Tasks and exercises:
A) In the Feast of Sharing article, what was this year's meal goal at the Victoria Community Center?
B) In the Feast of Sharing article, condense the paragraph beginning "This year's goal was" into one shorter sentence that keeps its main facts.
C) From the Feast of Sharing article, reproduce verbatim the part that opens with the words containing "For Rivera, this" and closes with "the growing crowd.".

* start Extracted text *

Monte Randall passes plates of food at the Feast of Sharing on Monday at the Victoria Community Center.

FEAST OF SHARING FACTS

The event is held in 23 communities and serves about 250,000 people between Nov. 4 through Dec. 24.

How much food is served at the average event?

3,000 pounds of sliced turkey 2,500 pounds of cornbread dressing 750 pumpkin pies 380 gallons of mashed potatoes 140 gallons of turkey gravy 95 gallons of cranberry sauceSource: www.heb.com

Leslie Rivera and her three children hunkered down at the end of a long row of families anxiously awaiting holiday dinner Monday.

A strong whiff of hot apple pie and fresh, warm rolls wrapped around them as it passed by on a cart at H-E-B's 21st Feast of Sharing was almost too much to handle.

"Three, two, one ... let's eat!" shouted emcee Gary Moses to the hundreds already sitting and the hundreds cramming through the Victoria Community Center's front doors.

For Rivera, this was a first-time feast.

Her kids, however, have been to this familiar event before.

"I like it," Rivera said, a smile stretched across her face as more than 300 volunteers scurried across the floor handing out meals. "I love spending time with my family."

Doug Wallace, general manager of the H-E-B Plus on Navarro Street, was optimistic of the growing crowd.

"It looks like we've had one of the biggest opening crowds," Wallace said. "We're hoping that's a good sign."

Monica Garcia, her children and mother-in-law have attended the feast for the past several years and love the food and activity for the children.

"We're so grateful for it and everybody that helps," Garcia said.

Santa Claus also paid a visit to the Feast of Sharing and gave kids presents after their Christmas dinner.

Bands gave live performances while families ate, as well.

Also, this year, there were book giveaways. The giveaways were part of a literacy program trying to get children to read more often.

This year's goal was to serve at least 5,000 meals. A mobile kitchen waited out back in case they surpassed the goal, Wallace said.

No matter what, people would not be leaving hungry, Wallace said.

"Just watching the folks visit and the smiles on their faces is very gratifying," Wallace said.

* end Extracted text *
* start Dataset *

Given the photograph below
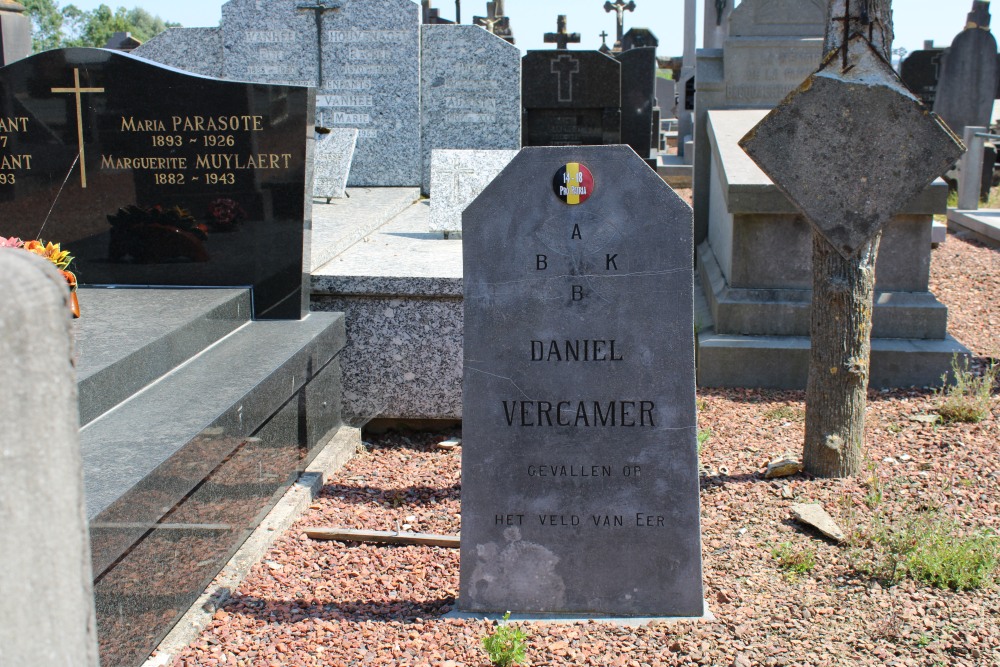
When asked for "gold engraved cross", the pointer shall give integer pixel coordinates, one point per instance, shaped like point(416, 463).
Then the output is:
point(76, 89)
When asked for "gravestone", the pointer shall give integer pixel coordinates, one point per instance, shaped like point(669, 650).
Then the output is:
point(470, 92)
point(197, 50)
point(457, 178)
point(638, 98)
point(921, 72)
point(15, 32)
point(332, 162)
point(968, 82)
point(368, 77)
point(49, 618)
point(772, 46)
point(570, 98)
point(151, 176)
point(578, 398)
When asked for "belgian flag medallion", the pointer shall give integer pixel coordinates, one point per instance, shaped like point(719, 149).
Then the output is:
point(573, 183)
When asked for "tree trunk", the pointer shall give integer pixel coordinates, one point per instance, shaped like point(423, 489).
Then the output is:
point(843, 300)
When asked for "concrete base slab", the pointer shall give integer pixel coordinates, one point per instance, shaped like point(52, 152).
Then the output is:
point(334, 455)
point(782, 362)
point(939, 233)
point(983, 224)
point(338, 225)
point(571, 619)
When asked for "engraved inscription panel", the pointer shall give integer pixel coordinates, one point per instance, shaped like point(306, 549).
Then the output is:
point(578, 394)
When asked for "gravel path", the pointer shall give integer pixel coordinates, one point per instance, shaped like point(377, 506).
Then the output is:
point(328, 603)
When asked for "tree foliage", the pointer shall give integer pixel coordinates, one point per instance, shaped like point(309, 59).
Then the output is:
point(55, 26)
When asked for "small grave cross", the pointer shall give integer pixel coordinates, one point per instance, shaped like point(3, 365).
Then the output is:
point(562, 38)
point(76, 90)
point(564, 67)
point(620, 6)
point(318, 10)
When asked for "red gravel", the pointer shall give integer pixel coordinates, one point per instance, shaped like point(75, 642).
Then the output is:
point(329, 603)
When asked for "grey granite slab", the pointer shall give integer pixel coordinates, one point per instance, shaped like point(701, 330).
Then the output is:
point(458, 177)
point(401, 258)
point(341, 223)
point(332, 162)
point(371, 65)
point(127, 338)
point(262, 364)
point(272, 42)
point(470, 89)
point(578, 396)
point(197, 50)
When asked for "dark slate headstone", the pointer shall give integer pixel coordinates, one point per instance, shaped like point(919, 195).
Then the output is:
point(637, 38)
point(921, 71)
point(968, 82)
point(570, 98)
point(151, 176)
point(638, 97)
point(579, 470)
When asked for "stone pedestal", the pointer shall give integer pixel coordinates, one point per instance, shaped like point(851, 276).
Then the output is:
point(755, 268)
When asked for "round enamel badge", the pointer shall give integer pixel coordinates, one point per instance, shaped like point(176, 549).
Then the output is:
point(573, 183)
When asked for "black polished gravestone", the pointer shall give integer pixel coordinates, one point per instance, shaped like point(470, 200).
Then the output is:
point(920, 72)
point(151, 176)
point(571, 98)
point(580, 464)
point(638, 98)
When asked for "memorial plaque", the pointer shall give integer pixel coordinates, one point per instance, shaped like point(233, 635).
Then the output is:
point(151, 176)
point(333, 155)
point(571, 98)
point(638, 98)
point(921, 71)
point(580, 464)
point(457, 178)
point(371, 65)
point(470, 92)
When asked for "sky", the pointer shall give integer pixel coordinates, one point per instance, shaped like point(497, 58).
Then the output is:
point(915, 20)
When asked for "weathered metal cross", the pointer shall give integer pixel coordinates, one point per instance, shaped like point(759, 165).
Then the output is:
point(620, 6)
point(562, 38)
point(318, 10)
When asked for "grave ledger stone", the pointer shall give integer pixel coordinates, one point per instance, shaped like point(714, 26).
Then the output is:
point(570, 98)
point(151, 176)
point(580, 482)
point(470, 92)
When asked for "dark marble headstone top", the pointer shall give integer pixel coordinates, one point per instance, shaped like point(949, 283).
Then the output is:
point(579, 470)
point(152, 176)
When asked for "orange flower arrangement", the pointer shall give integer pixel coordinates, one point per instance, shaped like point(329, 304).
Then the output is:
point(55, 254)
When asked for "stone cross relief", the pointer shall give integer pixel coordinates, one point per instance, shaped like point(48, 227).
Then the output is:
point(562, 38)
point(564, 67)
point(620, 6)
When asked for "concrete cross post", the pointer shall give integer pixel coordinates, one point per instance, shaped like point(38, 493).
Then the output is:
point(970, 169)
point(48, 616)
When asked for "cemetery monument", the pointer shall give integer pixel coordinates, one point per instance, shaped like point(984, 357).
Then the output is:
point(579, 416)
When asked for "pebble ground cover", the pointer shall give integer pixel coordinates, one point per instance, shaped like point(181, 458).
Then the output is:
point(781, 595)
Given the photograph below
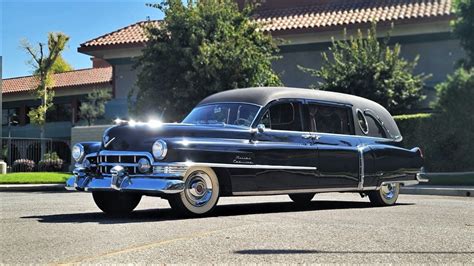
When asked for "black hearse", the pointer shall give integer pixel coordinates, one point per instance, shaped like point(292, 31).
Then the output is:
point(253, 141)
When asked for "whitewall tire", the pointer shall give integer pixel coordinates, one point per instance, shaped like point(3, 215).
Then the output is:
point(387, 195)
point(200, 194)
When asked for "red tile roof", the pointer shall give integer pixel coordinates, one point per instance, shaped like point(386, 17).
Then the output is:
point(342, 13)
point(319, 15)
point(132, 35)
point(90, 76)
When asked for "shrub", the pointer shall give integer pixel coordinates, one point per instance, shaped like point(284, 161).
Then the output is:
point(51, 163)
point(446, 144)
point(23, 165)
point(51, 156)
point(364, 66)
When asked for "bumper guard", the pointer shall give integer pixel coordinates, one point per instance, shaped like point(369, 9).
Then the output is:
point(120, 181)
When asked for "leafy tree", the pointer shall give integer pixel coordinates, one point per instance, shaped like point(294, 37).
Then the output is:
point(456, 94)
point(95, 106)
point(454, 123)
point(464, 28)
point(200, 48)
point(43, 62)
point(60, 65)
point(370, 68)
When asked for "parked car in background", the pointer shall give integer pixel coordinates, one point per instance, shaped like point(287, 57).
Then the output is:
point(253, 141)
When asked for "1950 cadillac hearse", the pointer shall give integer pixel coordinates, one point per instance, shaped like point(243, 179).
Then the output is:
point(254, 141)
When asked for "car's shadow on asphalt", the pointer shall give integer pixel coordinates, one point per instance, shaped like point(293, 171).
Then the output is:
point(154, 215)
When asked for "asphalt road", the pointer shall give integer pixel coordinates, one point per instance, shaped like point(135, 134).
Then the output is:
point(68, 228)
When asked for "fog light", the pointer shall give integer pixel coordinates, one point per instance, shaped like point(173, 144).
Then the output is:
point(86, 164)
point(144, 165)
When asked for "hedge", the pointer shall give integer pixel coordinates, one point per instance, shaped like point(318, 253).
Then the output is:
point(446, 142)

* end Dataset *

Written responses:
A) To serve at least 5,000 meals.

B) The goal was at least 5,000 meals, with a mobile kitchen on standby out back if that number was exceeded.

C)
For Rivera, this was a first-time feast.

Her kids, however, have been to this familiar event before.

"I like it," Rivera said, a smile stretched across her face as more than 300 volunteers scurried across the floor handing out meals. "I love spending time with my family."

Doug Wallace, general manager of the H-E-B Plus on Navarro Street, was optimistic of the growing crowd.